+++ Record excerpts +++

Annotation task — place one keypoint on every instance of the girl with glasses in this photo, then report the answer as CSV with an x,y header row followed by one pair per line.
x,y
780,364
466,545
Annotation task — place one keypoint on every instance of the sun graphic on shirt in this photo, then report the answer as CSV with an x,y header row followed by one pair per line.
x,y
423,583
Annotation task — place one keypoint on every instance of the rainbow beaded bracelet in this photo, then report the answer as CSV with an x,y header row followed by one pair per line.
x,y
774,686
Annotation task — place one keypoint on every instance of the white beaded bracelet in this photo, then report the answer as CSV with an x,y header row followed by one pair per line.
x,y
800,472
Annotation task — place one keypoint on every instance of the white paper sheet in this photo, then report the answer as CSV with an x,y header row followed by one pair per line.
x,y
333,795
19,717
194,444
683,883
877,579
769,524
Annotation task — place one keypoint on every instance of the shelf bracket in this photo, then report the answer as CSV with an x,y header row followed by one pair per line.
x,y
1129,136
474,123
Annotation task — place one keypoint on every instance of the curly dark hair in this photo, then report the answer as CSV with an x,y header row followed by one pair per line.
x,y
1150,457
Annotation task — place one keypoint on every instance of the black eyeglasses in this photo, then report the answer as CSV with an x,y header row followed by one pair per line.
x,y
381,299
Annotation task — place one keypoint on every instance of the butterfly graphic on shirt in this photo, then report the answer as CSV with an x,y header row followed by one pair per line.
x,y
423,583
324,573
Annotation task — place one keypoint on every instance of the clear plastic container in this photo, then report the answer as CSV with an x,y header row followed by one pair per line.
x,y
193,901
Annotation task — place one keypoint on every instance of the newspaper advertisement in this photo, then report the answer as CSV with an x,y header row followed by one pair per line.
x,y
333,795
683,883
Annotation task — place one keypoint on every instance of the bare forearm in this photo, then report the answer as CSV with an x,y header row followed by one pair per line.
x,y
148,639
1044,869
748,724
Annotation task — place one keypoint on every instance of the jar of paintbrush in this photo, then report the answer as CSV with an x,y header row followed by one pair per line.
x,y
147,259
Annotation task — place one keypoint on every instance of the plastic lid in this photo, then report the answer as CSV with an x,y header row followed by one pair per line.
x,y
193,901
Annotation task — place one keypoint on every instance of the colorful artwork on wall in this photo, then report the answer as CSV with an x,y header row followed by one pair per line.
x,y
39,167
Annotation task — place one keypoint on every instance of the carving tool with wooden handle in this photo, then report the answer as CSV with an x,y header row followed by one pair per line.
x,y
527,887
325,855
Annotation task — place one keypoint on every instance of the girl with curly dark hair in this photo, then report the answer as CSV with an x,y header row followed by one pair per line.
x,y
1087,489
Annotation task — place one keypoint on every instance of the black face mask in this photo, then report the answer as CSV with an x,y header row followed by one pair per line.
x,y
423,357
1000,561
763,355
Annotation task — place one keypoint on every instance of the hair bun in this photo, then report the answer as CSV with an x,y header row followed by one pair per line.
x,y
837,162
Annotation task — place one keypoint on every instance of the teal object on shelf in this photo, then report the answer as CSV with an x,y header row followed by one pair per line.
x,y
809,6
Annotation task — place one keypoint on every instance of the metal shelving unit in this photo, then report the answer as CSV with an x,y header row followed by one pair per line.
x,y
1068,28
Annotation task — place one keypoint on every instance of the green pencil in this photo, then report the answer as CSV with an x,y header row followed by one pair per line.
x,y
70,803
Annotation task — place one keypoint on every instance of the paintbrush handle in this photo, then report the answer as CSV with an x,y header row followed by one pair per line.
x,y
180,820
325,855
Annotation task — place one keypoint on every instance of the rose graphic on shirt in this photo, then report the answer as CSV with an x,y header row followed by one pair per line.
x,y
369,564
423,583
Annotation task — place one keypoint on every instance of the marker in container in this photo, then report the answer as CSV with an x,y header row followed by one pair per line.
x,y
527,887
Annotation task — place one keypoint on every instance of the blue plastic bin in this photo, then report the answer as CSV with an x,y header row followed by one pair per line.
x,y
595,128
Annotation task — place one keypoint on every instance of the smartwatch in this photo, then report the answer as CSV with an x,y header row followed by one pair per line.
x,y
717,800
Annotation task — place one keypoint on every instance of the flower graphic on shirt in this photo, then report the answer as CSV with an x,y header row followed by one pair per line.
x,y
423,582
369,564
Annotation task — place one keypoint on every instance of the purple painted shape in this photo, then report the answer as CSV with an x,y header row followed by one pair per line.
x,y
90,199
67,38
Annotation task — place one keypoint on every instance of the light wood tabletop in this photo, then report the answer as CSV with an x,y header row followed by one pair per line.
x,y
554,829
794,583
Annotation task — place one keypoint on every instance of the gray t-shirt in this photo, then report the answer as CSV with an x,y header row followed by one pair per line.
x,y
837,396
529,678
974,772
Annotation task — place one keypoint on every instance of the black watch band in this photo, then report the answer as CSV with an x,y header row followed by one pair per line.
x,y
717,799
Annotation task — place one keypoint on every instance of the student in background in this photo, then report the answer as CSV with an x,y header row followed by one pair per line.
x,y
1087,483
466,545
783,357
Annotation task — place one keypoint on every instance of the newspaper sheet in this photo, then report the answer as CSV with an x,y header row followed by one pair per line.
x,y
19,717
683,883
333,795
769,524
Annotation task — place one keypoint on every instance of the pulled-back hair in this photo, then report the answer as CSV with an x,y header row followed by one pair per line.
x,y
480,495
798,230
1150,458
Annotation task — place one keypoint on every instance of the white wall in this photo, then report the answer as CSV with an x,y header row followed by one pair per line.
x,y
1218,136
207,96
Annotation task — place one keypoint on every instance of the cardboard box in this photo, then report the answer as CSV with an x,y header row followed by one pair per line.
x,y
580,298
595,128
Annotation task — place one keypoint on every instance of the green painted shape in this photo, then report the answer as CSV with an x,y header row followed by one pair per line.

+++

Please write out the material above again, swapping every "keypoint" for "marker" and leaving everything else unchanged.

Complete answer:
Annotation task — place one marker on every instance of the girl with glasses in this photo, then report the answer as CSV with an x,y header row followed by one pair per line.
x,y
780,364
466,545
Annotation task — place one marker on every instance of the sun graphic on shirt in this photo, then report the answer as CSV with an x,y header row followed by one pair per line.
x,y
423,583
Annotation task — place one marker on every instance of the rainbow beaded bracelet in this photo, then report the answer as CSV with an x,y header row followed by one pair per line.
x,y
774,686
Annotation task — place one marker on every instance of the white beaded bracelet in this photo, then report the answer as CSV with an x,y header row followed by one pair per line.
x,y
800,472
Annotation task — place one marker on every instance of the white paper sheet in this photo, then report the answer as CSV with an x,y header row followed by one pair per line.
x,y
333,795
19,717
194,444
683,883
877,579
769,524
Annotation task — place one marker on every instance of the shelf bracket in this photo, then report the answer as CSV with an x,y header row followed by one pair per line.
x,y
1129,136
474,123
Annotation task — place one marker on every instance of the curly dark hair in this photo, then report the answer as CSV with an x,y header row followed by one pair per line.
x,y
1150,457
Annotation task — place one marker on every instance of the black eyeglasses in this photo, then report the answer as CSV with an x,y header row followed by one pair per line.
x,y
381,299
Annotation task — place one marker on every instance of the butterfly graphic on shirt in this photo, then report the answer as CSV with an x,y header row followed by one pair per line.
x,y
423,583
324,573
Annotation task — place one marker on every instance of the clear plastic container in this photo, then report the answer as CSV with an x,y header row followed by one pair per line.
x,y
193,901
Annotation task — place one marker on every instance of the newspaper advertisement in this photo, then report the answer as CSV with an x,y header row followed by one pair per line.
x,y
333,795
683,883
Annotation task — place one marker on every instance of the bare forearm in this photo, then report the answer as CSV with an x,y header row followed by one pair per line.
x,y
148,639
1044,869
748,724
Annotation task — place one marker on every instance of the jar of paintbrush in this photo, then report the answer as CSV with an x,y header row followed by one pair per line.
x,y
147,259
Annotation task — place one marker on every instance of the plastic lid in this photo, then report the answer as CSV with an x,y header row followed by one pair per line.
x,y
193,901
Annotation task — place one marker on every instance of the colorful artwork on wall in this photo, then report the answer as CSV with an x,y header row followed by one pair per line.
x,y
39,167
Annotation task — place one marker on every instance of the carving tool with wooden handle in this photo, then report the answer as CSV with an x,y header row followed by one pair per line.
x,y
527,887
325,855
Annotation task — place one marker on every instance of the girl with curly dark hair in this photo, then report the answer as CSV with an x,y header row followed by one pair per line.
x,y
1087,489
Annotation task — place one marker on every instance of the black face mask in this photo, then report the answer as CSV with an x,y header row followed by one pair per line.
x,y
423,357
1000,561
763,355
Annotation task — place one marker on every instance of the hair bun in this photo, then report the answer as CSV with an x,y header row followed by one pair per line.
x,y
837,162
Annotation task — place one marker on every instance of the teal object on shelf in this photo, then report the answer as CSV with an x,y header row followed by one pair per line.
x,y
809,6
Annotation task — place one marker on every instance of the metal shelving unit in this photo, then report the answer as CSV with an x,y header row followed by one pair per line.
x,y
1068,28
Annotation task — place one marker on every instance of the green pencil in this photo, then report the answer as CSV with an x,y header row followed by one pair per line.
x,y
70,803
Annotation task — place one marker on every instance of the paintbrush handle in this photo, then report the answer as CSV with an x,y header row followed by one pair per line.
x,y
180,820
325,855
Annotation task — place one marker on every instance of the rose graphic on shirt in this photo, then report the answer as CSV with an x,y header row followed by one pair per line.
x,y
369,564
423,583
Annotation task — place one marker on every instance of the marker in container in this photo, then report the answer as CSV with an x,y header row followed by one pair per line.
x,y
527,887
Annotation task — place one marker on every instance of the blue plastic bin in this photo, then report the answer as CSV with an x,y header row followed by one pair per line.
x,y
595,128
Annotation task — place one marker on every instance of the smartwatch in this photo, then report the answer as CSV with an x,y header row followed by one pair per line.
x,y
717,800
Annotation task — place one marker on every instance of the flower graphic on shirt in this photo, then report the answer as CSV with an x,y header row followed by one pair per line.
x,y
423,582
369,564
Annotation task — place one marker on every instance of the purple painted shape in this photo, then report the answer as CSV with an x,y header row followed by one pair per line.
x,y
90,199
67,38
Annotation task — place one marker on every instance of the light wood tabletop in this photo, then report the answer as CSV with an x,y header row followed by one pair per line.
x,y
554,829
794,583
Annotation task — place one marker on every instance of the gray t-shirt in this photo, then report the answer as CSV with an x,y header row followed by one pair per line.
x,y
837,396
529,678
974,772
Annotation task — place one marker on every instance of the black watch band in this photo, then report the answer as CSV with an x,y header row followed by one pair per line.
x,y
717,799
Annotation task — place one marker on every instance of the student in background in this photo, then report the answer as CSV with an x,y header row followed by one pair per line.
x,y
1087,483
466,545
783,357
Annotation task — place one marker on every instance of the newspaper sheet in this photo, then report the answer as CSV with an x,y header row followed by one pair per line.
x,y
19,717
683,883
333,795
769,524
Annotation task — place one marker on every instance of the pulled-back hair in this photo, then report the answer as CSV with an x,y header row followed by one pair per line.
x,y
480,495
798,230
1150,458
Annotation task — place one marker on every instance of the white wall in this photo, then report the answer as CSV with an x,y header row followed by one pair per line.
x,y
1218,136
207,96
Annotation task — place one marker on every instance of the cardboard box in this photo, then report the answer as CSV with an x,y header row followed by one pair per line.
x,y
580,298
595,128
Annotation task — place one marker on every instance of the green painted shape in this photo, then report the answer as CSV with an x,y header row followed by one pair per line.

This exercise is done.